* Extrait du texte *
--------------------------------

Sur une route déserte, un fils dit à son père qu’il aimerait être un perroquet. C’est alors qu’un corbeau parlant, qui s’avère être un intellectuel de gauche, apparaît et décide de les accompagner sur un bout de chemin. Ils discutent avec lui presque sans surprise, comme s’il était un compagnon de route comme un autre.

Avant d’évoquer ses qualités, précisons que le film souffre de quelques légers défauts comme les personnages joués par Ninetto Davoli qui prennent une place énorme dans le récit et qui me sont personnellement particulièrement insupportables tant ils souffrent d’idiotie. Il est aussi regrettable que le corbeau ne bouge pas le bec lorsqu’il s’exprime, qu’il donne parfois l’impression d’être forcé à suivre les acteurs, que ses mouvements ne soient pas toujours fluides et rompent parfois ma crédulité face à ce récit. Voilà, c’est fait. Pourtant, plutôt que de tirer vers le bas le métrage, je trouve que ces quelques problèmes renforcent en fait sa qualité globale ! Ces petites maladresses, ces aspérités donnent en fait un certain cachet au film, un aspect artisanal, un côté humain très touchant.

Des Oiseaux, Petits et Gros a quelque chose de baroque en lui, il se construit sur une dualité entre le grotesque et le sublime, la pauvreté et la richesse, ou encore les oiseaux, qu’ils soient petits ou gros. L’introduction du film est un plan de la Lune dans un ciel gris nuageux et un générique chanté. La musique place tout de suite le film dans un registre comique, tandis que la Lune nous révèle déjà le fantastique, le surnaturel, le mystique, ou au moins les problématiques célestes qui dépassent nos deux personnages principaux. Certaines séquences sont purement sublimes, comme la scène d’évangélisation des faucons, ou ce plan déchirant où un homme miséreux exproprié par Totò mange un nid d’hirondelle, les yeux dans le vide. D’autres éléments tirent par contre vers le grotesque : la marche de Totò qui souffre des pieds et qui n’est pas sans rappeler celle de Charlot, les effets parfois purement burlesques où l’on accélère la cadence des images, ou encore le père Cicillio (joué également par Totò) qui demande pardon à Dieu avant de ravager une fête.

--------------------------------

(Entrées de données enregistrées)
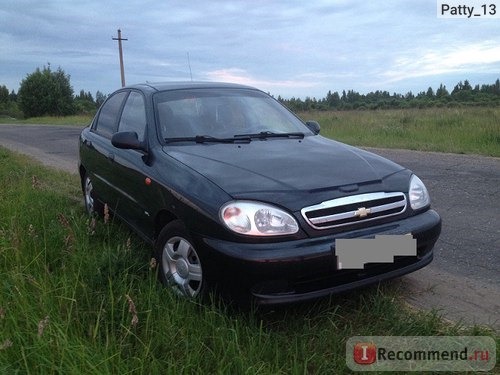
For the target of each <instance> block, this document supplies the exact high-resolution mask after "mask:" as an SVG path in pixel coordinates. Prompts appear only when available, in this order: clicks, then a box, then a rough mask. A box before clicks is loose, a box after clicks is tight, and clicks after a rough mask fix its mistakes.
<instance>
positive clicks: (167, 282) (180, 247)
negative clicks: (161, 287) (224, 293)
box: [155, 220, 207, 299]
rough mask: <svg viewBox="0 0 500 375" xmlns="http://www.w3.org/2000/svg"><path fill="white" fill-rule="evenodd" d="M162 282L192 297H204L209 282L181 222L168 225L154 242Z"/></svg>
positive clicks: (163, 283)
mask: <svg viewBox="0 0 500 375" xmlns="http://www.w3.org/2000/svg"><path fill="white" fill-rule="evenodd" d="M155 250H156V259H157V261H158V265H159V278H160V280H161V282H162V283H163V284H164V285H166V286H168V287H170V288H172V289H173V290H174V292H176V293H177V294H179V295H181V296H182V297H186V298H189V299H201V298H202V297H204V296H205V294H206V292H205V291H206V290H207V285H206V284H207V283H206V278H205V274H204V272H203V268H202V264H201V259H200V256H199V254H198V251H197V250H196V248H195V246H194V243H193V240H192V239H191V237H190V236H189V234H188V232H187V230H186V228H185V227H184V225H183V224H182V222H181V221H178V220H176V221H173V222H171V223H169V224H167V225H166V226H165V227H164V228H163V229H162V231H161V232H160V235H159V236H158V239H157V241H156V244H155Z"/></svg>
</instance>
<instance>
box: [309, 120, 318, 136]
mask: <svg viewBox="0 0 500 375" xmlns="http://www.w3.org/2000/svg"><path fill="white" fill-rule="evenodd" d="M306 125H307V127H308V128H309V130H311V131H312V132H313V133H314V134H315V135H318V134H319V131H320V130H321V126H319V124H318V123H317V122H316V121H307V122H306Z"/></svg>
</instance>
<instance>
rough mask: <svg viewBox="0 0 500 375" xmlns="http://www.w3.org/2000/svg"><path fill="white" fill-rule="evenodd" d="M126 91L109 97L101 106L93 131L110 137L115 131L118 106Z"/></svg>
mask: <svg viewBox="0 0 500 375" xmlns="http://www.w3.org/2000/svg"><path fill="white" fill-rule="evenodd" d="M125 96H127V92H125V91H122V92H119V93H117V94H115V95H113V96H112V97H110V98H109V99H108V100H107V101H106V103H104V105H103V106H102V108H101V111H100V112H99V117H98V119H97V123H96V126H95V131H96V132H97V133H98V134H100V135H102V136H103V137H106V138H111V136H112V135H113V133H114V132H115V131H116V123H117V121H118V116H119V114H120V108H121V106H122V103H123V99H125Z"/></svg>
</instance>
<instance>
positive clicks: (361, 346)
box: [353, 342, 377, 365]
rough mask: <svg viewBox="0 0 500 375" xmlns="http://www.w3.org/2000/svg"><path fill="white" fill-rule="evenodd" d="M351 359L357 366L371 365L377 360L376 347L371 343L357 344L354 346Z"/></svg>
mask: <svg viewBox="0 0 500 375" xmlns="http://www.w3.org/2000/svg"><path fill="white" fill-rule="evenodd" d="M353 357H354V362H356V363H357V364H359V365H371V364H372V363H375V361H376V360H377V347H376V346H375V344H373V343H371V342H359V343H357V344H356V345H354V353H353Z"/></svg>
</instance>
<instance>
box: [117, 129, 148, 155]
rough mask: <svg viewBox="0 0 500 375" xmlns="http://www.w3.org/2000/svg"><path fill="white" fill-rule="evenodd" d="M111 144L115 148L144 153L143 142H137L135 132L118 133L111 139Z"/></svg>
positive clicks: (137, 137)
mask: <svg viewBox="0 0 500 375" xmlns="http://www.w3.org/2000/svg"><path fill="white" fill-rule="evenodd" d="M111 144H112V145H113V146H115V147H117V148H123V149H128V150H142V151H145V147H144V142H141V141H139V137H138V136H137V133H136V132H119V133H115V134H113V136H112V137H111Z"/></svg>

--------------------------------

* À faire *
Traduisez en anglais cette phrase de la critique de film : « L’introduction du film est un plan de la Lune dans un ciel gris nuageux et un générique chanté. »

* Résultat obtenu *
The film's introduction is a shot of the Moon in a cloudy gray sky and a sung title sequence.